» **Work request**
From the records below, please repeat exactly the line that has "box: [2, 191, 21, 222]", the line that has "box: [437, 142, 450, 155]", and every line between them, and nothing else.

[[ Data to process open ]]

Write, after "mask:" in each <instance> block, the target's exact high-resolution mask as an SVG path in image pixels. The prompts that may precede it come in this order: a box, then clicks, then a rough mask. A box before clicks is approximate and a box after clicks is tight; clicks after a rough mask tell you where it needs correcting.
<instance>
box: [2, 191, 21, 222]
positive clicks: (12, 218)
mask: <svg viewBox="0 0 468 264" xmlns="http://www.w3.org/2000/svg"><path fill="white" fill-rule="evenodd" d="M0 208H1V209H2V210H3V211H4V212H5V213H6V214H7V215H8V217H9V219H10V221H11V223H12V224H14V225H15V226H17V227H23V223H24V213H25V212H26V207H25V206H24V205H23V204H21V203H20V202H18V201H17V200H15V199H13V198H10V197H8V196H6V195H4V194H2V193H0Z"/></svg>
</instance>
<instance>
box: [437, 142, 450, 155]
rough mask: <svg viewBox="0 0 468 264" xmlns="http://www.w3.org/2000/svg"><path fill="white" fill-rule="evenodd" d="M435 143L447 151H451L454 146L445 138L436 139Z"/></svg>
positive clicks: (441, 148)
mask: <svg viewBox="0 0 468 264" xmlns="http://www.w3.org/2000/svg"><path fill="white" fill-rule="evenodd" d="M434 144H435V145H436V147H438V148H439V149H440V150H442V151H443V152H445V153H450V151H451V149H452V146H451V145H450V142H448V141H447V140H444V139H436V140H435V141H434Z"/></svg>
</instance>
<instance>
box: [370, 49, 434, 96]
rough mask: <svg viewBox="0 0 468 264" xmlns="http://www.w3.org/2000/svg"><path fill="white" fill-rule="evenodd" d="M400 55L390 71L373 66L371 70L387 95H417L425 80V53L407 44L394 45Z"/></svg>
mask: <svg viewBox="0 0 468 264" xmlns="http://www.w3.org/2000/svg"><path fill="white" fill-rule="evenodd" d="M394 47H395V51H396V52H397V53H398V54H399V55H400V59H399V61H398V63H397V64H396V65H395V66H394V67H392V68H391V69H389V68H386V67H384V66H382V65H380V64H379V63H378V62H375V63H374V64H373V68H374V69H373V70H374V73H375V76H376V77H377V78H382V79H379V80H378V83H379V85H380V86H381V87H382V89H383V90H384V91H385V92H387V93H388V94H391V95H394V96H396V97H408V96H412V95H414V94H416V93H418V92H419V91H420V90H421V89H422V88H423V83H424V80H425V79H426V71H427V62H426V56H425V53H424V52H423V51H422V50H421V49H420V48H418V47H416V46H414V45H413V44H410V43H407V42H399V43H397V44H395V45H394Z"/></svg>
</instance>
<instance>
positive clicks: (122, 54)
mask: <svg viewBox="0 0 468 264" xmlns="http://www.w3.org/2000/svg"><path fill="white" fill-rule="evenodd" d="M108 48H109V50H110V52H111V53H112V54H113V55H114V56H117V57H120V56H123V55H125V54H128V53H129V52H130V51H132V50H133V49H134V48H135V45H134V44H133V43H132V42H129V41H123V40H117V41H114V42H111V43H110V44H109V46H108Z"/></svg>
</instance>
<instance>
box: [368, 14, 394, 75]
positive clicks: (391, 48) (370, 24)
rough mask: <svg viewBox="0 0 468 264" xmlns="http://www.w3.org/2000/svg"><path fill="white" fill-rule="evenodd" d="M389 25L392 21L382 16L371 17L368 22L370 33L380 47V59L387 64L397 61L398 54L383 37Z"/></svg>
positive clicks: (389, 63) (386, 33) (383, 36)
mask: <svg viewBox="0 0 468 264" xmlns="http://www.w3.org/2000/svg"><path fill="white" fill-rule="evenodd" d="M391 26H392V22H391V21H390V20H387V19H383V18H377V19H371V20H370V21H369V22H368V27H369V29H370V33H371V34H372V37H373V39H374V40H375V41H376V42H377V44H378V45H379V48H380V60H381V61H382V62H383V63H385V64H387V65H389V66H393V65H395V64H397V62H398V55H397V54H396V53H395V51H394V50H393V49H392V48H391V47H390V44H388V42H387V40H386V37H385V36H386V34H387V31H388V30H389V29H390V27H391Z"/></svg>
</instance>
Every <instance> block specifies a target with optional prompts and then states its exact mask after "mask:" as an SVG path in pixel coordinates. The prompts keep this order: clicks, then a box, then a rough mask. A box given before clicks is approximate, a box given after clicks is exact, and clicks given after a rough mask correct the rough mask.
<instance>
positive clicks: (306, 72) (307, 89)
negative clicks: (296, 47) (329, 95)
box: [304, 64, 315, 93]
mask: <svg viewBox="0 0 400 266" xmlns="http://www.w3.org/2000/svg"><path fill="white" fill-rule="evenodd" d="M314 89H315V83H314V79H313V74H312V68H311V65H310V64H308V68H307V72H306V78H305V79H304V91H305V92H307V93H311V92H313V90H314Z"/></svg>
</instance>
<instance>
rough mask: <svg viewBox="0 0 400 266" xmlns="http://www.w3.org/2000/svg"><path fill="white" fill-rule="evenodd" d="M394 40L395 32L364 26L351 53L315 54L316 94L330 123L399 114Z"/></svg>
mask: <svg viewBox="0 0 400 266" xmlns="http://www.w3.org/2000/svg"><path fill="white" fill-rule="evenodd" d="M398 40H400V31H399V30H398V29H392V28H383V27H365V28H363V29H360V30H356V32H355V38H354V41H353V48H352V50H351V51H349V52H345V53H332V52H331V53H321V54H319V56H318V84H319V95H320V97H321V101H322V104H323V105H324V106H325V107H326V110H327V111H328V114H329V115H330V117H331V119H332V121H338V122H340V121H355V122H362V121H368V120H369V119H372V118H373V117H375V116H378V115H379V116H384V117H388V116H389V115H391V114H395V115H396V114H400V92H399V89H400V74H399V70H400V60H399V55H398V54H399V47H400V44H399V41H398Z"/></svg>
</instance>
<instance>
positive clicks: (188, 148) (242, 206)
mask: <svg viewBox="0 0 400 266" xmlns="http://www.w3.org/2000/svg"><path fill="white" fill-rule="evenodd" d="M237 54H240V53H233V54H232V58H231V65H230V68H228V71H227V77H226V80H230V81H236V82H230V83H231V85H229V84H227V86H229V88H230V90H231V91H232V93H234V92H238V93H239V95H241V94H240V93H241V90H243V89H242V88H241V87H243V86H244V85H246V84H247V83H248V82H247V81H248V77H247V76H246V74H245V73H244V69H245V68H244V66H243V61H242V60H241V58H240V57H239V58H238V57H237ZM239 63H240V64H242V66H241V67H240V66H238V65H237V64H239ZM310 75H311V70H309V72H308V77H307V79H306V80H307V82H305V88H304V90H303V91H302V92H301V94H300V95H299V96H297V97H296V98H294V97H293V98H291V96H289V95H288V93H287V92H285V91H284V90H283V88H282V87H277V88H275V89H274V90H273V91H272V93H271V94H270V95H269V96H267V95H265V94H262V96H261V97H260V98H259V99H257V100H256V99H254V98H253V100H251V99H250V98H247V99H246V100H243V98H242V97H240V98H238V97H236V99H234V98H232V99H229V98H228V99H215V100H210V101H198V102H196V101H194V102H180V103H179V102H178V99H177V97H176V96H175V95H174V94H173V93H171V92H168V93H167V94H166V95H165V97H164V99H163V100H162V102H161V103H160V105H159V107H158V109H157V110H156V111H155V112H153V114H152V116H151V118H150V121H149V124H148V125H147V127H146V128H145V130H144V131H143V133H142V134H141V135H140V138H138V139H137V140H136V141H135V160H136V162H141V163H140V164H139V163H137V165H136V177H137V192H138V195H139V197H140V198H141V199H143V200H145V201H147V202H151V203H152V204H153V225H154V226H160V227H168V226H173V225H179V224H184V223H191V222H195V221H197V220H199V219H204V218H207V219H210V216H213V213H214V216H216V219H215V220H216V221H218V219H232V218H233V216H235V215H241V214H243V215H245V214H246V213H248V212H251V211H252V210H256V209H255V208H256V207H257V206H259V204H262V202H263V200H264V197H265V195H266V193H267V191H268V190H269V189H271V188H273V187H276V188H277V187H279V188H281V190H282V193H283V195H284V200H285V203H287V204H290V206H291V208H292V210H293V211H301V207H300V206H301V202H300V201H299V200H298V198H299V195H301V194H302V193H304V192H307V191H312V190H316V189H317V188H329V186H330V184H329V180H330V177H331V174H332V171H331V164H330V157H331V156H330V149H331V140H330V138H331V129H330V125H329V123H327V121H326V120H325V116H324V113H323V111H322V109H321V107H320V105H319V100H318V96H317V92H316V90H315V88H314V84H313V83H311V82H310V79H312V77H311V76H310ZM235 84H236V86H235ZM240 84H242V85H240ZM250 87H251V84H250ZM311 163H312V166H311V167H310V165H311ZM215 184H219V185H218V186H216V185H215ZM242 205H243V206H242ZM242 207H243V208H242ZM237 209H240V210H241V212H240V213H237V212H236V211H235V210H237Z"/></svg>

[[ Data to process closed ]]

» **Solution to this problem**
box: [2, 191, 21, 222]
positive clicks: (12, 218)
mask: <svg viewBox="0 0 468 264" xmlns="http://www.w3.org/2000/svg"><path fill="white" fill-rule="evenodd" d="M0 208H1V209H2V210H3V211H4V212H5V213H6V214H7V215H8V217H9V219H10V221H11V223H12V224H14V225H15V226H17V227H23V223H24V213H25V212H26V207H25V206H24V205H23V204H21V203H20V202H18V201H17V200H15V199H13V198H10V197H8V196H6V195H4V194H2V193H0Z"/></svg>
</instance>
<instance>
box: [437, 142, 450, 155]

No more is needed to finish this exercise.